## Task description
Given the listing below, output exactly the line containing "Definition first: for each instance of the low" and every line after it through the end.

------

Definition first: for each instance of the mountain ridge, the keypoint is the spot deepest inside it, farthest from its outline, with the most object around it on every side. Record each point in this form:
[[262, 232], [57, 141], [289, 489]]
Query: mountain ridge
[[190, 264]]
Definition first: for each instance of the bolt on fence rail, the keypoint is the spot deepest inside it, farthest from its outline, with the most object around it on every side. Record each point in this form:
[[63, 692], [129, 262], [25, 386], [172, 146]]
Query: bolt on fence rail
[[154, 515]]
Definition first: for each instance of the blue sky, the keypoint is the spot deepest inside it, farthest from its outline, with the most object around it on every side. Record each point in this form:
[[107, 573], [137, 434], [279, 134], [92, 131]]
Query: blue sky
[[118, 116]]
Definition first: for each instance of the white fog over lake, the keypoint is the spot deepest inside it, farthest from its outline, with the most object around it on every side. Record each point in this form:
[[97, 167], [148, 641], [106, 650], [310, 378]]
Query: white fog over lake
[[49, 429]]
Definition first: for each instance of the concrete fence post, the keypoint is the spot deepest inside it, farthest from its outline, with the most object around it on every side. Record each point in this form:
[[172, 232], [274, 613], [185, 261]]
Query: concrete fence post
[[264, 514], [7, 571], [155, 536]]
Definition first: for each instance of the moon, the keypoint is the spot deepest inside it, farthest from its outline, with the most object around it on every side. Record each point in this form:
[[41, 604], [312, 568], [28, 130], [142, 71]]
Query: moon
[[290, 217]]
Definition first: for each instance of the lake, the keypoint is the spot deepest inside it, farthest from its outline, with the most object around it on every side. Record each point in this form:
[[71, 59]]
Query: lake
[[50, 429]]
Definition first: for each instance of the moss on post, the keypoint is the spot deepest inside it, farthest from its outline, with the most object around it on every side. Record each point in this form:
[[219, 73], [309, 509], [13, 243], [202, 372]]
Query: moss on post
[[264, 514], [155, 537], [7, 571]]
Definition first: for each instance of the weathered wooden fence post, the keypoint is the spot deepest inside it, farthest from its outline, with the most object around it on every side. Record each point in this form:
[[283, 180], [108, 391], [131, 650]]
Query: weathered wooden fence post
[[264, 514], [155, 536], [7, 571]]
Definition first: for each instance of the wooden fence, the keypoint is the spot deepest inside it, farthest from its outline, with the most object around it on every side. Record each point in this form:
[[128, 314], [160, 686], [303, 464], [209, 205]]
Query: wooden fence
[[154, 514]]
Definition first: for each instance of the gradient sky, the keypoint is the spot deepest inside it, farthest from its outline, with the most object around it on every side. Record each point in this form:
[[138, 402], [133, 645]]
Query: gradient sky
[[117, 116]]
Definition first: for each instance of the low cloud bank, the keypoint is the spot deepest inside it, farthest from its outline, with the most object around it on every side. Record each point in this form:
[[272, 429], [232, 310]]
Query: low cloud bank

------

## Solution to the problem
Definition first: for each instance of the low cloud bank, the keypoint is the spot deepest inside it, farthest from its outline, with the most object around it on every side. Record each point in this form:
[[272, 429], [232, 310]]
Query: low cloud bank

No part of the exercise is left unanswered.